*Objetivo A*:
Responda com base no texto:
(i) A que o texto compara o prefeito?
(ii) O que é a colaboração, segundo o texto?
(iii) Por quantas pessoas a personagem Emanuelle foi vista, de acordo com o texto?
*Objetivo B*: Liste todos os lugares onde, segundo o texto, a pessoa usa o banheiro e não dá a descarga.

*Texto*:

++++

É difícil cobrar do prefeito se não damos a descarga

Difícil arriscar o que vai na cabeça de alguém que usa o banheiro de uma academia de ginástica e não dá a descarga. E faz o mesmo no curso preparatório, na universidade, no bar da moda.

O que motiva uma pessoa a não repetir num ambiente público o gesto mínimo de civilidade que, certamente, não se omite em praticar em casa?

Por outro lado, a partir do exemplo, é fácil imaginá-la atirando papel pela janela do carro, estacionando ‘só por um minutinho’ na vaga do idoso, do deficiente físico.

É a mesma pessoa que escolheu três semanas atrás, e que, em alguns casos, vai escolher neste domingo quem vai ser o prefeito da cidade em que mora.

Logo o prefeito, essa espécie de síndico em larga escala, responsável pela limpeza, pela ordem do espaço urbano.

Em qual prédio se pode morar bem sem que o morador colabore com todos, inclusive com o síndico?

A colaboração é a mãe da cobrança.

É difícil cobrar do prefeito se não damos sequer a descarga.

Emmanuelle e a Sala Especial

Quem passa dos 40 começa a ver tragados pelo ostracismo ou pela morte os ícones de uma geração. A minha, por exemplo, acaba de enterrar Sylvia Kristel.

Kristel vai para a eternidade como Emanuelle, personagem vista e revista durante anos a fio em todo o mundo por mais de 350 milhões de pessoas.

Mas eu não fui uma delas.

++++

*Entradas de dados*:
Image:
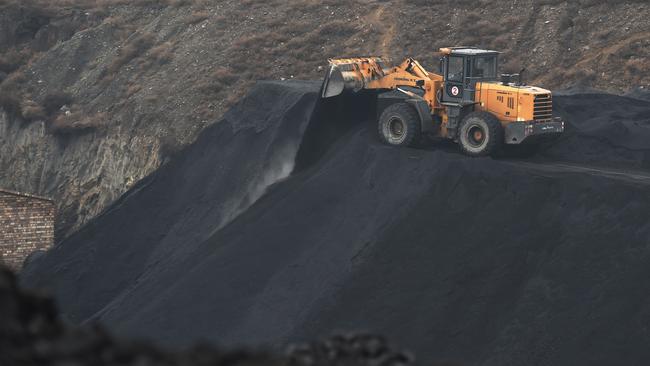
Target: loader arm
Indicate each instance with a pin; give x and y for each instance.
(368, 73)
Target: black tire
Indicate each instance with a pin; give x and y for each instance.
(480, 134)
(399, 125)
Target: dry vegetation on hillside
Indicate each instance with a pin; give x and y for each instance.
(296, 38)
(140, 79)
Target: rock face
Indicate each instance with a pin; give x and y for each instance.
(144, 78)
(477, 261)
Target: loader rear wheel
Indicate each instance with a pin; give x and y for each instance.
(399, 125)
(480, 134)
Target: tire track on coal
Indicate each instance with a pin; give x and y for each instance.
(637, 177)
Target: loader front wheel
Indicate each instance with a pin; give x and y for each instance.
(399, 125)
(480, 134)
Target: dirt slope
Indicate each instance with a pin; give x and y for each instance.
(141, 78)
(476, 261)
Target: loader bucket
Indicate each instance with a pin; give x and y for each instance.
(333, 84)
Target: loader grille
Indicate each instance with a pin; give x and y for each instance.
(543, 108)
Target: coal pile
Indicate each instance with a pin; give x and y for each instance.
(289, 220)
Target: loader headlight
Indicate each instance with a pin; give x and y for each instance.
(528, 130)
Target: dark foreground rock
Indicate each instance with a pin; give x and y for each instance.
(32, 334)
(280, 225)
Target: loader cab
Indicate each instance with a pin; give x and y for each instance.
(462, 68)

++++

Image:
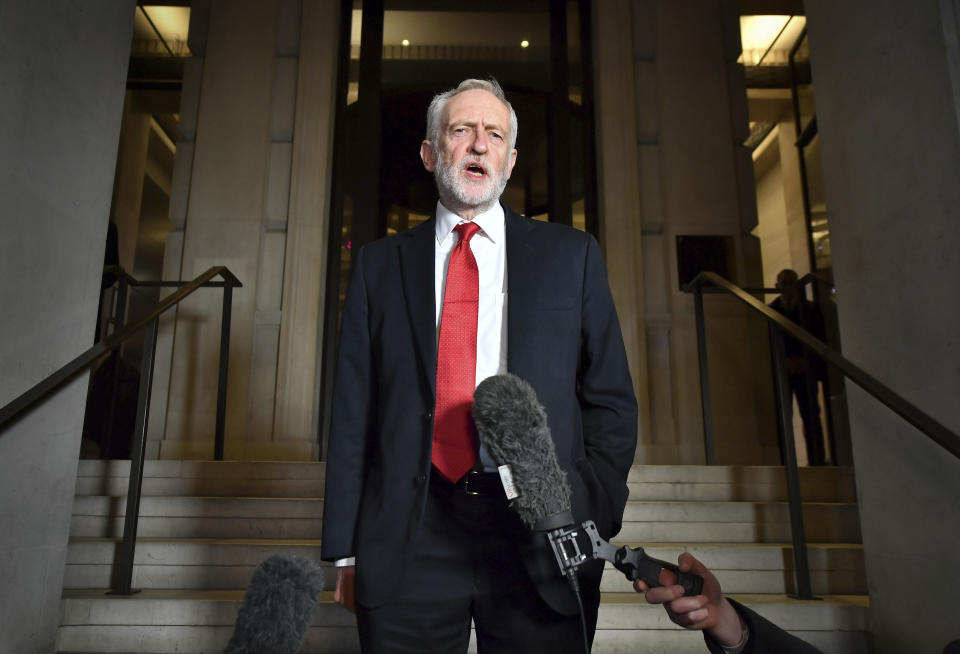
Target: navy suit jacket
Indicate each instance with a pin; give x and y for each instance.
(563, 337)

++++

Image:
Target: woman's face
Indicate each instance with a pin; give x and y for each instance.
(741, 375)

++++

*Resposta final A*:
(i) A uma espécie de síndico em larga escala.
(ii) A mãe da cobrança.
(iii) Por mais de 350 milhões de pessoas.

*Resposta final B*: Academia de ginástica, curso preparatório, universidade e bar da moda.